____ RECORD EXCERPTS

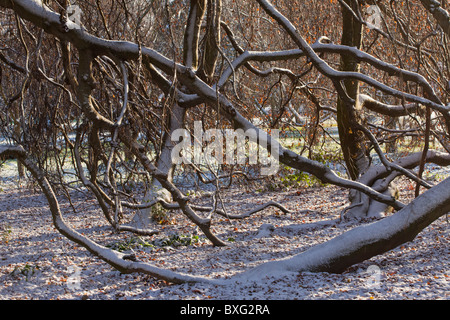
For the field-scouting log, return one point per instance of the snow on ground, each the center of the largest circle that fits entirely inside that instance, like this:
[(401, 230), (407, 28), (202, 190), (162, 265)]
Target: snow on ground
[(36, 262)]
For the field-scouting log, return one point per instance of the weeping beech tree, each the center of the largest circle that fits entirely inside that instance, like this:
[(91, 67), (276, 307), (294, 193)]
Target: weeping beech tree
[(105, 97)]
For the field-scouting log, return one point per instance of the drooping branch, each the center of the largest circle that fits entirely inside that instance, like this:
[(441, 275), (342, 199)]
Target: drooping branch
[(125, 263), (440, 14)]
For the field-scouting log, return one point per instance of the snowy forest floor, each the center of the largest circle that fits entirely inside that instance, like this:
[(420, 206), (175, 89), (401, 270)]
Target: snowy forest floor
[(36, 262)]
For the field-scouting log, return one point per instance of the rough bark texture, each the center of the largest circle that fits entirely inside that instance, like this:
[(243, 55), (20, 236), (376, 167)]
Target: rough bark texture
[(351, 138)]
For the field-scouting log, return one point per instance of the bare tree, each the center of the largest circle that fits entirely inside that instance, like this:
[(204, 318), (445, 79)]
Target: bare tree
[(104, 102)]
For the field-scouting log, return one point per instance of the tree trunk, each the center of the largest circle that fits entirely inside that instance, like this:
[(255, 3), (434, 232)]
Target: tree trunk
[(348, 116), (165, 165)]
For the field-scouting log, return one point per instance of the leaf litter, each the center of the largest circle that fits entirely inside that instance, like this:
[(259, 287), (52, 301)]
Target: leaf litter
[(36, 262)]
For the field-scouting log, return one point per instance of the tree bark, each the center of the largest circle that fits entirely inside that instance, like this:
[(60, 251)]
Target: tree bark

________

GIVEN EXERCISE.
Convert the records above into a JSON list of strings, one string per line, with blank lines skipped and the pictures left out.

WORKED SOLUTION.
[
  "For the field-scouting log, return one point per instance of the snow on ground, each the center of the largest circle that fits entirely inside that instance, like this:",
  "[(401, 230), (407, 28), (202, 190), (162, 265)]",
  "Target: snow on ground",
  "[(36, 262)]",
  "For the field-scouting log, return one point per instance of the weeping beech tree, each the center of the largest circle that fits entirely inside that instance, like this:",
  "[(91, 67), (276, 307), (294, 193)]",
  "Target: weeping beech tree",
  "[(105, 97)]",
  "For the field-scouting log, return one point per instance of the drooping branch, each the center of the largest circle that fits entirely inside that instance, like this:",
  "[(441, 275), (342, 199)]",
  "Target: drooping branch",
  "[(125, 263), (440, 14)]",
  "For the field-scouting log, return one point per instance of the snowy forest floor, each the center of the largest circle that fits entirely inside that instance, like this:",
  "[(420, 206), (175, 89), (401, 270)]",
  "Target: snowy forest floor",
  "[(36, 262)]",
  "For the field-scouting log, return one point per instance of the rough bark texture, each the center of the largest circle that fits entirely inside that instance, like this:",
  "[(243, 55), (20, 236), (376, 167)]",
  "Target: rough bark texture",
  "[(351, 138)]",
  "For the field-scouting log, return one point per instance of the bare tree, each the center of the largest circle that fits entirely inside that instance, like this:",
  "[(204, 318), (445, 79)]",
  "Target: bare tree",
  "[(104, 102)]",
  "For the field-scouting log, return one point per instance of the tree trunk, each the center of the largest circle that fits entirely inside that instance, like this:",
  "[(255, 3), (434, 232)]",
  "Target: tree trunk",
  "[(348, 116), (165, 165)]",
  "For the field-scouting log, return one point per instance of the leaf litter, each the center of the largest circle that fits entirely inside that instance, like this:",
  "[(259, 287), (52, 301)]",
  "Target: leaf litter",
  "[(36, 262)]",
  "For the field-scouting log, return one point per instance of the tree bark, each the center of the largest circle that fits entirely inside that instance, like this:",
  "[(60, 251)]",
  "Target: tree bark"
]